■ Brief: Rewrite everything from the start of the lines down to the line containing "xmin=219 ymin=80 xmax=332 ymax=91", switching "dune" to "ridge" and leaving all else unchanged.

Entries from a dataset:

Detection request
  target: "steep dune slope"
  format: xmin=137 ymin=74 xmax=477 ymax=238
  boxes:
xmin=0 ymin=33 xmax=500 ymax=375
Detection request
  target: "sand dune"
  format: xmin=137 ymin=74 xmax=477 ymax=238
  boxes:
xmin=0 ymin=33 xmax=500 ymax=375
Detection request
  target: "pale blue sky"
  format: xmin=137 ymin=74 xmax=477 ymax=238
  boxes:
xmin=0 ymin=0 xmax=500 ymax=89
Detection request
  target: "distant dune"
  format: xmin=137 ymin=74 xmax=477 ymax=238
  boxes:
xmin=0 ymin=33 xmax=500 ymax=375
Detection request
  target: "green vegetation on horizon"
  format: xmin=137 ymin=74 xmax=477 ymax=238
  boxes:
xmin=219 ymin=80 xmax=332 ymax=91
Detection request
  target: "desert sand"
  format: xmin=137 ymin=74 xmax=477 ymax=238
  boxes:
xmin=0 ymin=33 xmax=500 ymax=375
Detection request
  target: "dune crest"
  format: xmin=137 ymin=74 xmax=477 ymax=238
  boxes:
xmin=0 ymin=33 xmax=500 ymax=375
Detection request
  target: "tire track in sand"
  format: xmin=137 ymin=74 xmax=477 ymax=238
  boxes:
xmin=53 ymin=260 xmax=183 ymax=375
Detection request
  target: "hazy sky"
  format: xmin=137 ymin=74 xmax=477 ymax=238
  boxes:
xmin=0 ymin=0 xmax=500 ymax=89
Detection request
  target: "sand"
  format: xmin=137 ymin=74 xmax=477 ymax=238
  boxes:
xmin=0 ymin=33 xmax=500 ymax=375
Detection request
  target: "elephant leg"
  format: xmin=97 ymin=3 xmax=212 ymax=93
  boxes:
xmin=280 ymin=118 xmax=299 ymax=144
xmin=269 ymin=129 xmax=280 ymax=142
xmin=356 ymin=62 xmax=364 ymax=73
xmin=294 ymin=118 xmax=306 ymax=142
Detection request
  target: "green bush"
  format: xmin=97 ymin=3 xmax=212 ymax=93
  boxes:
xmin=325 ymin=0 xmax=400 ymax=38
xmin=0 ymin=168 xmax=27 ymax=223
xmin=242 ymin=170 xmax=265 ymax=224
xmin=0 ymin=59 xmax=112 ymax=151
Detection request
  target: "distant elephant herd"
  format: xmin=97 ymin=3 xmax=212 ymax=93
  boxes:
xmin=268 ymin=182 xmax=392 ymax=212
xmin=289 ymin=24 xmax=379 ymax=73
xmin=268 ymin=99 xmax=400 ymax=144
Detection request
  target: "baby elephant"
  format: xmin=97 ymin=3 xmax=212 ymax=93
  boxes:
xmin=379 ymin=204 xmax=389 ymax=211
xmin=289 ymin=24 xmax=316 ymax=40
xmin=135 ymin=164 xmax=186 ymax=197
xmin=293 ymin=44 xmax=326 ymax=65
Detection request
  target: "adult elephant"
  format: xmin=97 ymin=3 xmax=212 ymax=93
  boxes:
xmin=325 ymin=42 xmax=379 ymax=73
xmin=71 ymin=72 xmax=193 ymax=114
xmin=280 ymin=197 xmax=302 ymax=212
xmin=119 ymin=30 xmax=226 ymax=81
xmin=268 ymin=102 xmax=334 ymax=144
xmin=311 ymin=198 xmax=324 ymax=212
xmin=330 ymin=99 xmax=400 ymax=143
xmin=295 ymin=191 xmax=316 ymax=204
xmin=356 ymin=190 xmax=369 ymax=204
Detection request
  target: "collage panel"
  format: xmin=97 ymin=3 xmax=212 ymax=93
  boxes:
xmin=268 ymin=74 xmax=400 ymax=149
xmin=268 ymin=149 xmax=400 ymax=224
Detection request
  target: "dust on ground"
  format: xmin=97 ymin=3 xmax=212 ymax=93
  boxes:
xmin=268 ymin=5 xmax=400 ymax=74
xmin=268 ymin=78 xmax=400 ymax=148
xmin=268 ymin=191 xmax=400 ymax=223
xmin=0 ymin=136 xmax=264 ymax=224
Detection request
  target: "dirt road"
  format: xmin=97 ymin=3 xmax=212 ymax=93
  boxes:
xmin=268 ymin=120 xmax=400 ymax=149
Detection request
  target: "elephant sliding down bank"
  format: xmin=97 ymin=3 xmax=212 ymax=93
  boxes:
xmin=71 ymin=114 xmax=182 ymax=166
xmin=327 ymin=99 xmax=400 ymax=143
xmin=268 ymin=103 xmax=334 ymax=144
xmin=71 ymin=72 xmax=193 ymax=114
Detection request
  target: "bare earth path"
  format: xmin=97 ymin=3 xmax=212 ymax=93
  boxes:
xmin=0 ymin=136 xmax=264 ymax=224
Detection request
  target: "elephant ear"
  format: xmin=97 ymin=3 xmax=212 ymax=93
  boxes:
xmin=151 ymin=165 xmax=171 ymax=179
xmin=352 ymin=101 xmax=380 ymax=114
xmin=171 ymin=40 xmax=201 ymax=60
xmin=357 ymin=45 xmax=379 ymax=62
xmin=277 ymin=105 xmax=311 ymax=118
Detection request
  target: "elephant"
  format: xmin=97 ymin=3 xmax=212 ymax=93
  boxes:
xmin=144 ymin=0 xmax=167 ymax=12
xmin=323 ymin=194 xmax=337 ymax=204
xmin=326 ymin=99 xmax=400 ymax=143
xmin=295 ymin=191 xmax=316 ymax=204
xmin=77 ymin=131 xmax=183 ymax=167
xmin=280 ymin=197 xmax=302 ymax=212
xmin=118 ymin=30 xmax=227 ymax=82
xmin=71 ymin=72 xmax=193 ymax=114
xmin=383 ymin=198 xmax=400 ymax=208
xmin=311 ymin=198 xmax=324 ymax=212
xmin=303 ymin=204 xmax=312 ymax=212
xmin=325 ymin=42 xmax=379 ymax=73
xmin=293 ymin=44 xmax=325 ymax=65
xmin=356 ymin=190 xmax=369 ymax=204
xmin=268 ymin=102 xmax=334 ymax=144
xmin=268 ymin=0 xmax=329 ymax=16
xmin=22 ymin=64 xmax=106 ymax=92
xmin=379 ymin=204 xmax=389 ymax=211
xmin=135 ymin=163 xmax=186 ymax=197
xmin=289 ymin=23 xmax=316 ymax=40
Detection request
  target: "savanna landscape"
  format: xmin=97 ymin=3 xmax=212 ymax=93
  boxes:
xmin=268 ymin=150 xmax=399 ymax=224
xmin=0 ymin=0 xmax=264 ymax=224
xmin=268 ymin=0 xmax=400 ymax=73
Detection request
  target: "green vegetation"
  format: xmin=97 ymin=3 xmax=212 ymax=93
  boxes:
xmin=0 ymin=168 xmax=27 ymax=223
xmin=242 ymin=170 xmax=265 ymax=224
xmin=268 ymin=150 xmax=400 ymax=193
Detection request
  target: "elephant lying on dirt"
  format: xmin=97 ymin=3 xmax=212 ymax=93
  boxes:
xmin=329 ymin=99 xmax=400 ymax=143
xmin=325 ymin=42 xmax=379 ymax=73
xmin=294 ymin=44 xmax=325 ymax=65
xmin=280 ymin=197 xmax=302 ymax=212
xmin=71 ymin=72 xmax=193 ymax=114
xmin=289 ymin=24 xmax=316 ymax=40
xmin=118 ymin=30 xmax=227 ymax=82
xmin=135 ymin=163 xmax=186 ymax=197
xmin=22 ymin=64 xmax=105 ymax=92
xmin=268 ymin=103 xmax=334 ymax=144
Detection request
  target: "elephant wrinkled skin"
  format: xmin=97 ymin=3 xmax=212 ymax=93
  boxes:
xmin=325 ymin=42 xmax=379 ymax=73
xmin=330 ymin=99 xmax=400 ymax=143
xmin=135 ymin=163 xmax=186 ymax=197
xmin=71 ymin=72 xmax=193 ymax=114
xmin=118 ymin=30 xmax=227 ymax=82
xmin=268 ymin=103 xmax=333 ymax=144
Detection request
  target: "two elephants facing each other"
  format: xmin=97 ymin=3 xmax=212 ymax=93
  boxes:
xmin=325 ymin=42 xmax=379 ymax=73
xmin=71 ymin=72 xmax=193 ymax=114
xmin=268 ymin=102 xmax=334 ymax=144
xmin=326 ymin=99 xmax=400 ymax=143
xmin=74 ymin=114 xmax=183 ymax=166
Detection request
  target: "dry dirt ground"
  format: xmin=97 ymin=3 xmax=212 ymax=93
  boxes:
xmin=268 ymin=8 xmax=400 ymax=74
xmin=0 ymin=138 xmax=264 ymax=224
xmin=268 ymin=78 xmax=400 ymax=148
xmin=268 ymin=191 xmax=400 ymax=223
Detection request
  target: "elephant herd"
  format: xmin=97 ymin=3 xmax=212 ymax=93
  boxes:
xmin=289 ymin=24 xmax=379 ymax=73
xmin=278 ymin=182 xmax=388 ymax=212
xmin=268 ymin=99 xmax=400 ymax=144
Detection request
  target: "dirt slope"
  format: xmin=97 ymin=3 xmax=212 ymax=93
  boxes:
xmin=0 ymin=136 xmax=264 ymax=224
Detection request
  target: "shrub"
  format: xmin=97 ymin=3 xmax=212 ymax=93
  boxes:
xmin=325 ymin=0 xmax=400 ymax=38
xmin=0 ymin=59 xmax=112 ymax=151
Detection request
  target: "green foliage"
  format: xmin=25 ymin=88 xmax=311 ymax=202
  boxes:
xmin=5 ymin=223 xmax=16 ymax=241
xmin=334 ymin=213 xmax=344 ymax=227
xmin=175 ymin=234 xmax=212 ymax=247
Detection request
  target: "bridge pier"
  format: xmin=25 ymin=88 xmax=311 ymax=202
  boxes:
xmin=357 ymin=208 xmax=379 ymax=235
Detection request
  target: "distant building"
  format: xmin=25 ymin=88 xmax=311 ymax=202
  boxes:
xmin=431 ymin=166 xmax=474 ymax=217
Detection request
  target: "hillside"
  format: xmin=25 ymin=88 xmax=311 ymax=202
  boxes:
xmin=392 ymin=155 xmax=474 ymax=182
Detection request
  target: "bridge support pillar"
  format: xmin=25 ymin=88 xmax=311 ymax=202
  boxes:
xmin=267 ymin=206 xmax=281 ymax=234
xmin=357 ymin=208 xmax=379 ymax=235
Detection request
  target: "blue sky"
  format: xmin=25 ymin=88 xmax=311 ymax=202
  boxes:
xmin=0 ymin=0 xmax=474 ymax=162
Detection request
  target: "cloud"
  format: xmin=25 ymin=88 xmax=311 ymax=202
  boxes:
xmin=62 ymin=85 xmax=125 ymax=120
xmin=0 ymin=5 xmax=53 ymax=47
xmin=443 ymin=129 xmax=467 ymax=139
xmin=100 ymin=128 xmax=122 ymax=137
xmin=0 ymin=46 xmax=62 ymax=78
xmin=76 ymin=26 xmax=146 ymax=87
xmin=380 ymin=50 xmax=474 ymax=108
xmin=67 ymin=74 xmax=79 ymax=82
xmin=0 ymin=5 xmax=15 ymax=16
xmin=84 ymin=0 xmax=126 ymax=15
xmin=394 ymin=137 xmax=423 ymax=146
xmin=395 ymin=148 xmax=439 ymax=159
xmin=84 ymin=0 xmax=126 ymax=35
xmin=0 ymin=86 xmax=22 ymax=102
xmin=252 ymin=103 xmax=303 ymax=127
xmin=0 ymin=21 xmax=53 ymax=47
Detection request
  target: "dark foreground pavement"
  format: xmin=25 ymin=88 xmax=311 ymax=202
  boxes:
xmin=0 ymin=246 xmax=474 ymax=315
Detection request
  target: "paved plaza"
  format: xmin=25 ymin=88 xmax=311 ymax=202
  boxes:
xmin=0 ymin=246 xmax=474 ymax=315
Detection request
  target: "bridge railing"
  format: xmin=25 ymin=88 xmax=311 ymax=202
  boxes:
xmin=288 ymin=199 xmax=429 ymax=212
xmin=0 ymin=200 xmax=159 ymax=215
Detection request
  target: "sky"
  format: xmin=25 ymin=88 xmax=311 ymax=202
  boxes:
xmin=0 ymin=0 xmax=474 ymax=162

■ The result:
Detection request
  target: "steep ridge slope"
  format: xmin=137 ymin=74 xmax=477 ymax=238
  boxes:
xmin=0 ymin=33 xmax=500 ymax=375
Detection request
  target: "sand ridge"
  format: xmin=137 ymin=74 xmax=477 ymax=238
  boxes:
xmin=0 ymin=33 xmax=500 ymax=375
Detection request
  target: "pale blue sky"
  format: xmin=137 ymin=74 xmax=477 ymax=238
  boxes:
xmin=0 ymin=0 xmax=500 ymax=89
Detection request
  target: "distant ridge"
  format: xmin=137 ymin=74 xmax=477 ymax=238
  boxes:
xmin=0 ymin=33 xmax=500 ymax=375
Detection request
  target: "green vegetation on horizon"
  format: xmin=137 ymin=74 xmax=477 ymax=238
  boxes:
xmin=219 ymin=80 xmax=332 ymax=91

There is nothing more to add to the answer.